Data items
==================================================

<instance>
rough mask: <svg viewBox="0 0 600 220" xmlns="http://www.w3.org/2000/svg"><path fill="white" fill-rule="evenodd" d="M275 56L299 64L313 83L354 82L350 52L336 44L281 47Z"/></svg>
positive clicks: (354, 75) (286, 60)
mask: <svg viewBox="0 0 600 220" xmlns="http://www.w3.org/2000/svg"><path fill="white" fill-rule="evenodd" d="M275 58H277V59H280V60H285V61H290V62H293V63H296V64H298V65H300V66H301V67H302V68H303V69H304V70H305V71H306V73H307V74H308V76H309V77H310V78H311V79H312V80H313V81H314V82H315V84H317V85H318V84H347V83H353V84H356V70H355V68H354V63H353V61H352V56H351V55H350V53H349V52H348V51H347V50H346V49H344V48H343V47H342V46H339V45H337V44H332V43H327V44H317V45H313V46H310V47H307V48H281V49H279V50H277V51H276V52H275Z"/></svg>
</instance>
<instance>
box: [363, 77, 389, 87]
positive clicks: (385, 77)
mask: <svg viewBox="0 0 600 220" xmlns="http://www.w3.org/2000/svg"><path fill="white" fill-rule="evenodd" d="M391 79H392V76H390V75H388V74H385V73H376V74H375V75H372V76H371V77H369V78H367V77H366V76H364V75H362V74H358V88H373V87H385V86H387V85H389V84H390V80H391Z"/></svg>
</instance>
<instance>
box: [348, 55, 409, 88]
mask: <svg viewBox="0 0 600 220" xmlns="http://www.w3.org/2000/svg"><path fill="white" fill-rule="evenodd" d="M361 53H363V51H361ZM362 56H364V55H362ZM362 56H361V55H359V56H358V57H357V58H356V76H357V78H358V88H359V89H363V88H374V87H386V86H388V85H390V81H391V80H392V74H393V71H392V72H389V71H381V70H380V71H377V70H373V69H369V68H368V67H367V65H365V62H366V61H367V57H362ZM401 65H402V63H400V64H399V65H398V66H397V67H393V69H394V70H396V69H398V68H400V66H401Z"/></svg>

==================================================

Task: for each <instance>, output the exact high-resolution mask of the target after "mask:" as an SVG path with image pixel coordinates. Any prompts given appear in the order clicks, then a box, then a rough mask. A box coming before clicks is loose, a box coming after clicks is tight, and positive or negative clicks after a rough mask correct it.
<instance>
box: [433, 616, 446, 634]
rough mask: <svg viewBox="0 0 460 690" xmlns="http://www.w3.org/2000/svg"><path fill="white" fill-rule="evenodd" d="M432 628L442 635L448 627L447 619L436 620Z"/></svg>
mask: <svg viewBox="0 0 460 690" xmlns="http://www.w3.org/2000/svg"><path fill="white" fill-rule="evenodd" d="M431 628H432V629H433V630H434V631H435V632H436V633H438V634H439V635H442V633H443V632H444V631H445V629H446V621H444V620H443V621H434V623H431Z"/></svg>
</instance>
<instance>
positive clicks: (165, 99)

==================================================

§ **WHAT YOU NEED TO DO**
Extract every line of the records that contains the string "white", matching case exactly.

§ **ANSWER SECTION**
rough mask: <svg viewBox="0 0 600 220" xmlns="http://www.w3.org/2000/svg"><path fill="white" fill-rule="evenodd" d="M275 56L299 64L313 83L354 82L350 52L336 44L281 47Z"/></svg>
mask: <svg viewBox="0 0 600 220" xmlns="http://www.w3.org/2000/svg"><path fill="white" fill-rule="evenodd" d="M275 58H277V59H280V60H285V61H290V62H293V63H296V64H298V65H300V66H301V67H302V68H303V69H304V70H305V71H306V73H307V74H308V76H309V77H310V78H311V79H312V80H313V81H314V82H315V84H317V85H318V84H347V83H353V84H356V70H355V68H354V63H353V61H352V56H351V55H350V53H349V52H348V51H347V50H346V49H344V48H343V47H342V46H339V45H337V44H332V43H327V44H317V45H313V46H310V47H307V48H281V49H279V50H277V51H276V52H275Z"/></svg>
mask: <svg viewBox="0 0 600 220" xmlns="http://www.w3.org/2000/svg"><path fill="white" fill-rule="evenodd" d="M391 79H392V76H390V75H388V74H385V73H376V74H375V75H372V76H371V77H369V78H367V77H366V76H364V75H362V74H358V88H373V87H385V86H387V85H389V84H390V80H391Z"/></svg>
mask: <svg viewBox="0 0 600 220" xmlns="http://www.w3.org/2000/svg"><path fill="white" fill-rule="evenodd" d="M361 53H363V51H361ZM362 56H364V55H362ZM362 56H361V55H359V56H358V57H357V58H356V76H357V78H358V88H359V89H363V88H374V87H386V86H388V85H390V81H391V80H392V74H393V71H392V72H389V71H381V70H380V71H377V70H373V69H369V68H368V67H367V65H365V62H366V61H367V57H362ZM401 65H402V63H400V64H399V65H398V66H397V67H393V69H394V70H396V69H398V68H400V66H401Z"/></svg>
rough mask: <svg viewBox="0 0 460 690" xmlns="http://www.w3.org/2000/svg"><path fill="white" fill-rule="evenodd" d="M432 628L442 635L448 627L447 619L436 620Z"/></svg>
mask: <svg viewBox="0 0 460 690" xmlns="http://www.w3.org/2000/svg"><path fill="white" fill-rule="evenodd" d="M431 628H432V629H433V630H434V631H435V632H436V633H438V634H439V635H442V633H443V632H444V631H445V629H446V621H444V620H443V621H434V623H431Z"/></svg>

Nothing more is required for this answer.